━━━━━ Data in this exercise ━━━━━

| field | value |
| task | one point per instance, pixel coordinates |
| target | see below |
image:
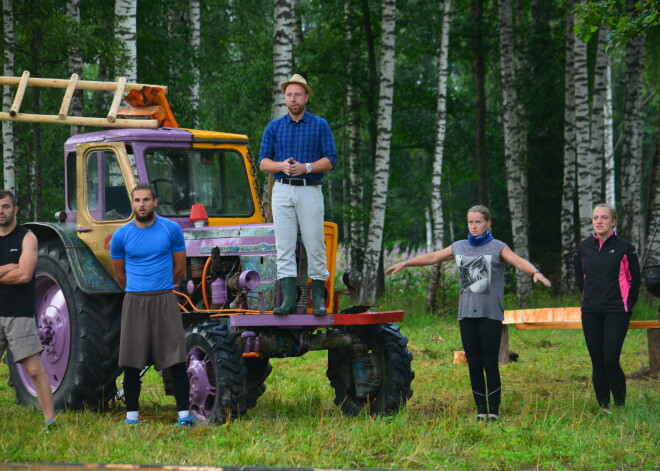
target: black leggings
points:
(604, 334)
(180, 387)
(481, 341)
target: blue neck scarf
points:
(480, 239)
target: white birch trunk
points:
(653, 245)
(354, 219)
(8, 154)
(597, 146)
(382, 165)
(567, 218)
(436, 175)
(75, 67)
(515, 147)
(282, 52)
(126, 33)
(195, 45)
(608, 138)
(630, 222)
(584, 160)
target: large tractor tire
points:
(376, 378)
(80, 336)
(223, 384)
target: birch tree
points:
(282, 52)
(75, 66)
(382, 164)
(583, 157)
(630, 220)
(567, 218)
(436, 176)
(354, 214)
(653, 245)
(8, 152)
(195, 45)
(515, 146)
(126, 34)
(598, 101)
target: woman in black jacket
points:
(608, 273)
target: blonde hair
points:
(609, 207)
(479, 208)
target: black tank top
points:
(15, 300)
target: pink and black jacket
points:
(608, 274)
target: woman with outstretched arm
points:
(481, 263)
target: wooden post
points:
(66, 101)
(20, 91)
(504, 345)
(653, 336)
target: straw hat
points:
(300, 80)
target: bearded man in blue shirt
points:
(297, 149)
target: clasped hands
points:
(292, 168)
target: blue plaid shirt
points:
(306, 141)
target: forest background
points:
(435, 107)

━━━━━

Rewrite all the items above as a JSON list of strings, one string per line, with blank lines omitted. Leave the pictures out.

[
  "| field | value |",
  "| task | one point per instance, pixel coordinates |",
  "| target | see below |",
  "image:",
  "target: black leggings",
  "points:",
  "(604, 334)",
  "(180, 387)",
  "(481, 341)",
  "target: blue neck scarf",
  "points:",
  "(480, 239)",
  "target: white birch trunk",
  "points:",
  "(653, 245)",
  "(354, 219)",
  "(8, 154)",
  "(597, 146)",
  "(382, 165)",
  "(567, 218)",
  "(436, 175)",
  "(75, 67)",
  "(515, 147)",
  "(282, 52)",
  "(126, 33)",
  "(195, 45)",
  "(608, 138)",
  "(630, 222)",
  "(584, 160)",
  "target: large tractor tire",
  "points:",
  "(376, 378)",
  "(80, 336)",
  "(223, 384)",
  "target: birch tree",
  "points:",
  "(282, 52)",
  "(75, 66)",
  "(382, 164)",
  "(583, 157)",
  "(630, 220)",
  "(567, 218)",
  "(436, 176)",
  "(354, 214)",
  "(653, 245)",
  "(8, 152)",
  "(195, 45)",
  "(515, 146)",
  "(126, 34)",
  "(598, 101)",
  "target: woman in black jacket",
  "points:",
  "(608, 273)",
  "target: blonde hair",
  "points:",
  "(609, 207)",
  "(479, 208)",
  "target: black tank top",
  "points:",
  "(15, 300)",
  "target: pink and black jacket",
  "points:",
  "(608, 274)",
  "target: woman with outstretched arm",
  "points:",
  "(481, 263)",
  "target: wooden post",
  "points:",
  "(66, 101)",
  "(20, 91)",
  "(504, 345)",
  "(653, 336)",
  "target: straw hat",
  "points:",
  "(300, 80)",
  "target: bearded man in blue shirt",
  "points:",
  "(297, 149)",
  "target: clasped hands",
  "points:",
  "(292, 168)",
  "target: blue plaid shirt",
  "points:",
  "(306, 141)",
  "target: forest background",
  "points:",
  "(435, 107)"
]